O que o CEO da Bayer quis dizer quando admitiu que não faz remédios para pobres
O CEO do laboratório alemão Bayer, Marijn Dekkers, pode
ser acusado de tudo, menos de não ser sincero. “Nós não desenvolvemos o
Nexavar para indianos. É um remédio para pacientes ocidentais que possam
pagá-lo”, disse em janeiro durante um fórum de farmacêuticos. A
declaração teve repercussão internacional graças à divulgação feita pela
ONG Médicos Sem Fronteira.
O Nexavar é importante principalmente no tratamento de
câncer de fígado porque pode prolongar a vida do paciente em até oito
meses, tempo fundamental para se conseguir um doador. Mas é caro. Na
Índia, a dose mensal recomendada custa 4 mil euros. No Brasil, o preço
oficial é de 8 mil reais.
Dekkers é sincero porque o Nexavar é da familia dos
remédios caros que a industria farmacêutica vem produzindo para
determinados consumidores que possuem determinadas doenças – como alguns
tipos de câncer, hemofilia, esclerose múltipla, entre outras. Um modelo
de negócio. A industria automobilística produz alguns modelos para
consumidores endinheirados e outros modelos mais populares e acessiveis.
Quem nao tem grana para comprar uma BMW que compre um Fiat.
Dentro dessa filosofia, a Bayer vende o Nexavar, que no
ano passado foi o quarto medicamento mais lucrativo da empresa. Faturou
796 milhões de euros.

» TAREFA A RESOLVER
Transcreva sem alterações, do texto sobre o Nexavar, o segmento que vai de "Quem nao tem" até "milhões de euros.".

Trechos do conjunto de dados
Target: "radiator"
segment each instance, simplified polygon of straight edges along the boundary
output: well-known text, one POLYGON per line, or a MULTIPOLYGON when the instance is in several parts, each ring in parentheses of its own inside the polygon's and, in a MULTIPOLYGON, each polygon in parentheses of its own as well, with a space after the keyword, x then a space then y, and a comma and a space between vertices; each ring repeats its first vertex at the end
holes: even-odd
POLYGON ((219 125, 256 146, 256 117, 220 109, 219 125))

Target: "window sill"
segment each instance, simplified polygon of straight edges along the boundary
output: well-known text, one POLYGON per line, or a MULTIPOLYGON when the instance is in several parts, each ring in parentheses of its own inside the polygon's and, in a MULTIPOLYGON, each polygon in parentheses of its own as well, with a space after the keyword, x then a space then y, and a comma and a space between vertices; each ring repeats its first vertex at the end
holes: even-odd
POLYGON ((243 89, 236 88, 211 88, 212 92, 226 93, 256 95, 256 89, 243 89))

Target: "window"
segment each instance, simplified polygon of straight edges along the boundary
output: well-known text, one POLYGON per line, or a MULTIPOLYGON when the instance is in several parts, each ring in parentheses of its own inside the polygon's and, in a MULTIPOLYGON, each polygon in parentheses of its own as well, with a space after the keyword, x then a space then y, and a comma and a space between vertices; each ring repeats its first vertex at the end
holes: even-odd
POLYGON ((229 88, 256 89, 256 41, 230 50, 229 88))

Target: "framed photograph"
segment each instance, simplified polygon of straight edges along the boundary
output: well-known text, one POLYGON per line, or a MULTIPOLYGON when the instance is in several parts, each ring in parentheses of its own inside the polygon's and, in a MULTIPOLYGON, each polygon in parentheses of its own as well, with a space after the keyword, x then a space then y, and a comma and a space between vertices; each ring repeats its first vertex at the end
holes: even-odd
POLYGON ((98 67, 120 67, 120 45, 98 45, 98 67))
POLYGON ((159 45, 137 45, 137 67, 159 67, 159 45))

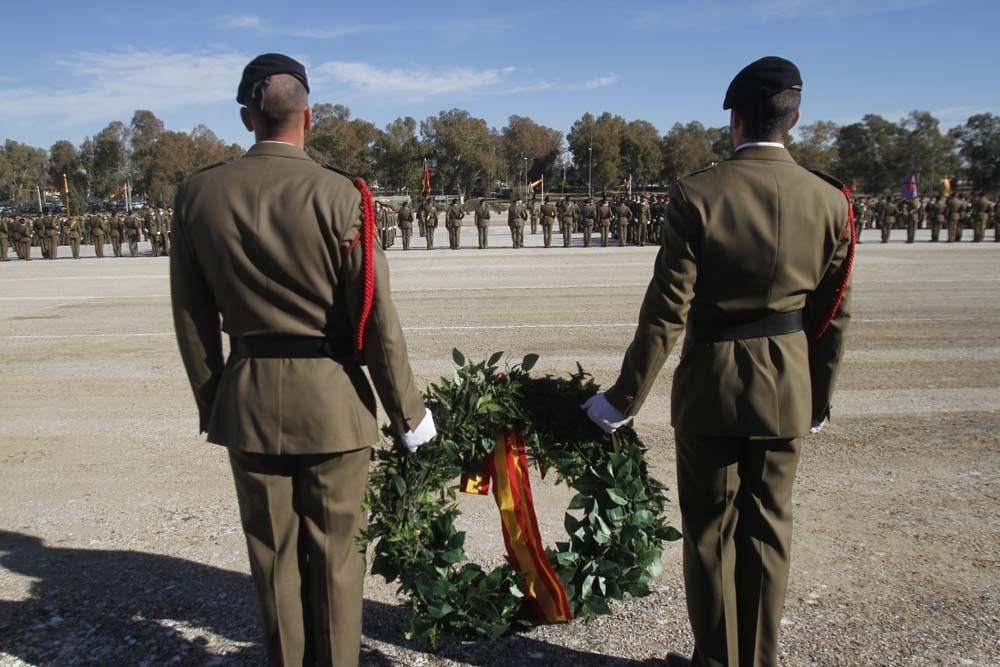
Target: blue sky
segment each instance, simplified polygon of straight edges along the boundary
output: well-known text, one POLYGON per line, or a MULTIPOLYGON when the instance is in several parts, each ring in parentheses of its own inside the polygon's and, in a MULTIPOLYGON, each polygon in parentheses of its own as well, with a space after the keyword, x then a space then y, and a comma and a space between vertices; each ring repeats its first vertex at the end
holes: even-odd
POLYGON ((307 65, 313 102, 380 127, 454 107, 497 128, 519 114, 565 132, 587 111, 724 125, 726 86, 764 55, 802 70, 803 122, 1000 113, 996 0, 40 0, 3 25, 0 140, 43 147, 135 109, 249 145, 236 86, 268 51, 307 65))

» RESPOSTA À TAREFA
Quem nao tem grana para comprar uma BMW que compre um Fiat.
Dentro dessa filosofia, a Bayer vende o Nexavar, que no
ano passado foi o quarto medicamento mais lucrativo da empresa. Faturou
796 milhões de euros.